__SET TASK__: Output the line that contains "One point goes on every instance of the silver" and every line after it to the end of the entries, with nothing added or left out.

__SOURCE MATERIAL__:
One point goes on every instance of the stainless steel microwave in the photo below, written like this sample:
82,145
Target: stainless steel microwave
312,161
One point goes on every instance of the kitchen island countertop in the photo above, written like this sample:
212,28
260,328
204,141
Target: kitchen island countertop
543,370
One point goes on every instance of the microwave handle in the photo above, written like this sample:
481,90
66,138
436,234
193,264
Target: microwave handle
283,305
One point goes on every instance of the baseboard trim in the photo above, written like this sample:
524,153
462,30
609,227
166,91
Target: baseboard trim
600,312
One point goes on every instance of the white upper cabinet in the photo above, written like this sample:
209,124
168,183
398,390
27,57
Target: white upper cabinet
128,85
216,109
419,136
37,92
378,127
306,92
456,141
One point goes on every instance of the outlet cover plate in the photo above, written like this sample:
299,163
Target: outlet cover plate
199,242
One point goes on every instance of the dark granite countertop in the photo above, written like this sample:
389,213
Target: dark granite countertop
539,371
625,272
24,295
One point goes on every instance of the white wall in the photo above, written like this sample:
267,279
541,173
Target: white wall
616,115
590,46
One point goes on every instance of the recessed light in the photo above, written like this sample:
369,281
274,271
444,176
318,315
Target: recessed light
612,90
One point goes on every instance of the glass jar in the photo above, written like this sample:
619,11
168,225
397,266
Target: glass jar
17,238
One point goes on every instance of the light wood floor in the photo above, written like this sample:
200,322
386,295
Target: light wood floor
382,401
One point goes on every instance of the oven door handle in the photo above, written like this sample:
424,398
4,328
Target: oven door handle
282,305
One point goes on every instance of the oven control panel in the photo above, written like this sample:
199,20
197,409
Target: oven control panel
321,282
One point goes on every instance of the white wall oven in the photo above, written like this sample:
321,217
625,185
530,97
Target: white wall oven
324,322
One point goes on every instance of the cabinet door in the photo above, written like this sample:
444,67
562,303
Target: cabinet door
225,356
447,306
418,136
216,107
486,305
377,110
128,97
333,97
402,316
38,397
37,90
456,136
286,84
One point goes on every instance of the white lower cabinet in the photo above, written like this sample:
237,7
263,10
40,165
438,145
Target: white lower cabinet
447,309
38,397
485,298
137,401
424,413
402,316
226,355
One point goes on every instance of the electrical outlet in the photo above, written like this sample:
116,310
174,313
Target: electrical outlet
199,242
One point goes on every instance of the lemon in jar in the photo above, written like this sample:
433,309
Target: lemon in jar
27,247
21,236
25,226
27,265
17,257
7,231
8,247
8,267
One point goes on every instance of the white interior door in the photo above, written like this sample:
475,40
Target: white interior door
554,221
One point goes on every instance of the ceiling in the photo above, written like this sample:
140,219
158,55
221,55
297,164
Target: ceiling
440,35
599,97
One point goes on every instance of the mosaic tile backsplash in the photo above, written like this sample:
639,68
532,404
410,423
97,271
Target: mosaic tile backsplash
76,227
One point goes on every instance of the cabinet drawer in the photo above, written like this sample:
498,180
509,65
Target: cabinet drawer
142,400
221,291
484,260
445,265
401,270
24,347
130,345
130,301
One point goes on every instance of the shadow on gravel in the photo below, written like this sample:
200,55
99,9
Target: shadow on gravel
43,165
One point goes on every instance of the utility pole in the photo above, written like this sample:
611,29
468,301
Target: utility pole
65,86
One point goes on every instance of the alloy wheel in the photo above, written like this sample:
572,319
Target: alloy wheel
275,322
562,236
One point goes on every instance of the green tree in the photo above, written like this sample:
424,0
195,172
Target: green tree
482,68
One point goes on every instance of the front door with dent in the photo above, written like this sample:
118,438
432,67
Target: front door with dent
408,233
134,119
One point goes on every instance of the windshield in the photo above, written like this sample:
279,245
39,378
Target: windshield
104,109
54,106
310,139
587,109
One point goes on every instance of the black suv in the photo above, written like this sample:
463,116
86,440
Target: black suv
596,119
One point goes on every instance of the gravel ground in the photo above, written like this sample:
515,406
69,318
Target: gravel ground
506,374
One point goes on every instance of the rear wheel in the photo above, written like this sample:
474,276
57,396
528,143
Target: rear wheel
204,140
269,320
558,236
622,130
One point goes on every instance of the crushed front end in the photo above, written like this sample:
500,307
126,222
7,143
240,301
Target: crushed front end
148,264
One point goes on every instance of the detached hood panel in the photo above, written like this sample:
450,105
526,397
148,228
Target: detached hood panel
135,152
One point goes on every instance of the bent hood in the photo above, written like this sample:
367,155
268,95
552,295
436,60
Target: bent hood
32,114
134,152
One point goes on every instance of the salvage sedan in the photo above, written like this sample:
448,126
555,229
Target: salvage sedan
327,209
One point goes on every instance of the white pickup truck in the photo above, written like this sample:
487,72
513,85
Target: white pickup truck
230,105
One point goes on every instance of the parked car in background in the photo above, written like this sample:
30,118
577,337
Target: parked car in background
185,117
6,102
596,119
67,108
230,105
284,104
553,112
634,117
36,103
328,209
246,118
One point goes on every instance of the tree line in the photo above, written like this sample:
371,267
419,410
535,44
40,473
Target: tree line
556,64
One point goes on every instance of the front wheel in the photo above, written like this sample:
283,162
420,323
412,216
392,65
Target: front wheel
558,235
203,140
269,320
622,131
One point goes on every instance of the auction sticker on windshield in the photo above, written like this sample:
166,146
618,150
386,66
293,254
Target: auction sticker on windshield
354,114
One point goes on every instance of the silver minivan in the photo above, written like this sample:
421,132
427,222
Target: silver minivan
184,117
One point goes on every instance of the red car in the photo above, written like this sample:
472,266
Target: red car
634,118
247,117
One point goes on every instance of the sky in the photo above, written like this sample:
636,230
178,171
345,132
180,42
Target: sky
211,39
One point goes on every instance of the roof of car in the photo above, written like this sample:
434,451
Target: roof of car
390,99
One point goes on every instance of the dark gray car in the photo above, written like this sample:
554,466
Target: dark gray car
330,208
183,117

__ANSWER TO THIS TASK__:
One point goes on every instance of the silver minivan in the photo above, written like this sample:
421,132
427,222
Target: silver minivan
184,117
One point goes on every instance of the red car in the photo above, written like this sample:
472,266
Target: red car
634,118
247,117
One point goes on every instance of the sky in the photo above, written like this sample:
636,230
178,171
345,132
180,42
Target: sky
211,39
One point goes on every instance of the roof of car in the photo above, written like this sample:
434,451
Target: roof of car
390,99
One point goes on every instance of the dark gray car in the photo above, written like this sample:
554,466
Target: dark gray car
330,208
183,117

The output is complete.